* _The problem_
Restate the entries word for word, omitting nothing.

* _Source information_
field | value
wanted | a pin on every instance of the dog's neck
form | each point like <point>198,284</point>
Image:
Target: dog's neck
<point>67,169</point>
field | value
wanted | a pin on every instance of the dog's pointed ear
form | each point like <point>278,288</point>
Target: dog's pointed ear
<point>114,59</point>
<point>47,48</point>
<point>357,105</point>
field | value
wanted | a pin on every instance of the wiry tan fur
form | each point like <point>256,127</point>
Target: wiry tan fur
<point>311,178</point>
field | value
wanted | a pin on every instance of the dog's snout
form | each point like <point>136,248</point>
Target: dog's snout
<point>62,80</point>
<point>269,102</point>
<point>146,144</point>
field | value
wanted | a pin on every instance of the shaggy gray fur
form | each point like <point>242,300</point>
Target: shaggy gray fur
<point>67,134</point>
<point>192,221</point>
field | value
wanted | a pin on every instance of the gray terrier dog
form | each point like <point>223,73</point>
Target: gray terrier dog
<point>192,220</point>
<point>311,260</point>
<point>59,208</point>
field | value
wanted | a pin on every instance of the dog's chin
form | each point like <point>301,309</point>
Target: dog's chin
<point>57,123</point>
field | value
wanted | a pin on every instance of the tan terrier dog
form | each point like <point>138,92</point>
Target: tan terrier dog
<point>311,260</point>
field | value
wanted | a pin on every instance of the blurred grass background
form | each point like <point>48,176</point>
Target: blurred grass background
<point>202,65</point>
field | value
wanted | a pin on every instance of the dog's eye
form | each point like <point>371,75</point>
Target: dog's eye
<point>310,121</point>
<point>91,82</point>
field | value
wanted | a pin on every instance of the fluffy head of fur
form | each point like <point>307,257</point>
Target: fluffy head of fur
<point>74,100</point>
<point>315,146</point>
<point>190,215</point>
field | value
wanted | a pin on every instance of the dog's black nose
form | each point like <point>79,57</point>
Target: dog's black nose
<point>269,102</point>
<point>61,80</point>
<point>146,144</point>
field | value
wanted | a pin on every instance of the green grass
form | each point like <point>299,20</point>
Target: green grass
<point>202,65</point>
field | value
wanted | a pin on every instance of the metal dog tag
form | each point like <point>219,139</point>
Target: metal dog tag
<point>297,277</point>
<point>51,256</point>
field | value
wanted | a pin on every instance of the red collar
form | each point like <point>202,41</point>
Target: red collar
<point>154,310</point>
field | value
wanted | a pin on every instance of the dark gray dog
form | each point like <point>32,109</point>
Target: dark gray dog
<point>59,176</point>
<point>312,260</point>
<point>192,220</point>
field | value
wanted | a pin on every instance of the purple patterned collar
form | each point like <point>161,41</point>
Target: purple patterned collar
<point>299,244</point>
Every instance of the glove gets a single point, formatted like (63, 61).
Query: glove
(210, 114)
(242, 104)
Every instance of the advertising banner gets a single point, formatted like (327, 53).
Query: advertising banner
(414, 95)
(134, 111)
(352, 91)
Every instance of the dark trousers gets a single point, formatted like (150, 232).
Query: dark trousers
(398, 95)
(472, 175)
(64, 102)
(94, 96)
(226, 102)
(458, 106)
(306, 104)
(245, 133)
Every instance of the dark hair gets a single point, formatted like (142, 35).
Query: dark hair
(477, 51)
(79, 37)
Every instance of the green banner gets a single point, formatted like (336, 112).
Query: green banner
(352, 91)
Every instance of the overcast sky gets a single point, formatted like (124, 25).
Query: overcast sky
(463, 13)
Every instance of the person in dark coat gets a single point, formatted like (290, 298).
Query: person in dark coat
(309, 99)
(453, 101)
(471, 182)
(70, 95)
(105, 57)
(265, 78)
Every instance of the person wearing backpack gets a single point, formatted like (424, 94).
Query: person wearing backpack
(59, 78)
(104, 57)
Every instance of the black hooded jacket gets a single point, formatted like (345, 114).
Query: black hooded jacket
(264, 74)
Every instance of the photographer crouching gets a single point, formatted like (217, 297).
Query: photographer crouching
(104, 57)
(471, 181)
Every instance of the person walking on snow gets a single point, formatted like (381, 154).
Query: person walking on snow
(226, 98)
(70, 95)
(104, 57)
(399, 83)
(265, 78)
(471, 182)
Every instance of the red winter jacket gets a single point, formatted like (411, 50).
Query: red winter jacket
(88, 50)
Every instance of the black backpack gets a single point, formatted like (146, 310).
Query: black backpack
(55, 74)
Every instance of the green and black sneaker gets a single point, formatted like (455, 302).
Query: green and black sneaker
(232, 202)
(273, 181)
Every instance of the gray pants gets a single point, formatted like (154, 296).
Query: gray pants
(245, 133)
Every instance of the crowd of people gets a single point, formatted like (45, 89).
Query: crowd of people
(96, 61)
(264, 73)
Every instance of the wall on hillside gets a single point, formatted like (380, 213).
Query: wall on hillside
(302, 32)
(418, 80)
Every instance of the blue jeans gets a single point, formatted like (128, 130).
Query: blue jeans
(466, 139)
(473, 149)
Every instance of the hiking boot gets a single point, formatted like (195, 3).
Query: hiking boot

* _Written response_
field | value
wanted | a pin on every instance of the dog's neck
form | each point like <point>198,284</point>
Image:
Target: dog's neck
<point>67,169</point>
field | value
wanted | a pin on every instance of the dog's pointed ear
form | each point like <point>278,288</point>
Target: dog's pointed ear
<point>114,59</point>
<point>47,48</point>
<point>357,105</point>
field | value
wanted | a pin on every instance of the wiry tan fur
form | each point like <point>256,127</point>
Target: wiry tan fur
<point>311,178</point>
field | value
wanted | a pin on every instance of the dog's snout
form | each point like <point>136,248</point>
Target: dog's snout
<point>62,80</point>
<point>269,102</point>
<point>146,144</point>
field | value
wanted | a pin on every instance of the shaggy gray fur
form | each point like <point>242,300</point>
Target: shaggy gray fur
<point>67,134</point>
<point>192,221</point>
field | value
wanted | a pin on every instance of the gray terrier dog
form | each point like <point>223,73</point>
Target: gray terrier dog
<point>192,220</point>
<point>311,260</point>
<point>59,208</point>
field | value
wanted | a pin on every instance of the dog's chin
form | each point like <point>301,309</point>
Target: dog's chin
<point>57,123</point>
field | value
wanted | a pin on every instance of the tan terrier dog
form | each point like <point>138,92</point>
Target: tan terrier dog
<point>311,260</point>
field | value
wanted | a pin on every instance of the blurred grass background
form | each point like <point>48,176</point>
Target: blurred grass background
<point>202,65</point>
field | value
wanted | a pin on every instance of the dog's eye
form | each point like <point>371,75</point>
Target: dog's eye
<point>310,121</point>
<point>91,82</point>
field | value
wanted | a pin on every instance of the fluffy head of fur
form | each point like <point>307,257</point>
Target: fluffy head of fur
<point>74,100</point>
<point>315,146</point>
<point>190,215</point>
field | value
wanted | a pin on every instance of the dog's black nose
form | each point like <point>79,57</point>
Target: dog's black nose
<point>269,102</point>
<point>61,80</point>
<point>146,144</point>
field | value
wanted | a pin on every instance of the green grass
form | each point like <point>299,20</point>
Target: green grass
<point>202,65</point>
field | value
wanted | a pin on every instance of the metal dog tag
form | each point like <point>219,139</point>
Target: metal dog tag
<point>297,277</point>
<point>51,256</point>
field | value
wanted | a pin on every instance of the red collar
form | each point like <point>202,41</point>
Target: red collar
<point>154,310</point>
field | value
wanted | a pin on every instance of the dark gray dog
form | each point like <point>32,109</point>
Target: dark gray dog
<point>59,176</point>
<point>312,260</point>
<point>192,220</point>
field | value
wanted | a pin on every instance of the purple patterned collar
form | each point like <point>161,41</point>
Target: purple patterned collar
<point>299,244</point>
Every instance of the glove gets a single point, formatted like (63, 61).
Query: glove
(210, 114)
(242, 104)
Every instance of the advertising banner gets a single point, formatted like (327, 53).
Query: advertising banner
(414, 95)
(134, 111)
(352, 91)
Every instance of the dark trousers gets a single point, formatted like (150, 232).
Query: dark trousers
(398, 95)
(472, 175)
(64, 102)
(94, 96)
(226, 102)
(458, 106)
(306, 104)
(245, 133)
Every instance of the dark hair gets a single point, formatted like (142, 35).
Query: dark hair
(477, 51)
(79, 37)
Every instance of the green banner gets a single point, formatted like (336, 112).
Query: green banner
(352, 91)
Every instance of the overcast sky gets a single point, formatted like (124, 25).
Query: overcast sky
(463, 13)
Every instance of the person in dark coat gets a single point, formatted like (290, 298).
Query: person in dark coat
(309, 99)
(453, 101)
(471, 182)
(70, 95)
(105, 57)
(265, 78)
Every instance of the person wearing backpack gets a single point, formatted like (424, 94).
Query: person wearing backpack
(59, 78)
(104, 57)
Every instance of the black hooded jacket gets a single point, formatted like (345, 114).
Query: black hooded jacket
(264, 74)
Every instance of the photographer crouching gets a single point, formatted like (217, 297).
Query: photographer crouching
(104, 57)
(471, 181)
Every instance of the person walking on snow gets a single point, formatted like (381, 154).
Query: person walking on snow
(226, 98)
(70, 95)
(104, 57)
(399, 83)
(265, 78)
(471, 182)
Every instance of the red winter jacket gets a single point, formatted like (411, 50).
Query: red winter jacket
(88, 50)
Every instance of the black backpack gets a single point, formatted like (146, 310).
Query: black backpack
(55, 74)
Every instance of the green and black sneaker gets a single point, formatted like (455, 302).
Query: green and black sneaker
(232, 202)
(273, 181)
Every instance of the gray pants gets a single point, formatted like (154, 296).
Query: gray pants
(245, 133)
Every instance of the crowd of people gets a single point, formatted like (45, 89).
Query: crowd of people
(96, 61)
(264, 73)
Every instance of the wall on hillside gets a single point, formatted like (380, 213).
Query: wall on hillside
(302, 32)
(418, 80)
Every instance of the blue jeans gets a single point, formatted like (128, 130).
Query: blue jeans
(466, 139)
(473, 149)
Every instance of the hiking boot gets a single point, formatted like (195, 3).
Query: hiking boot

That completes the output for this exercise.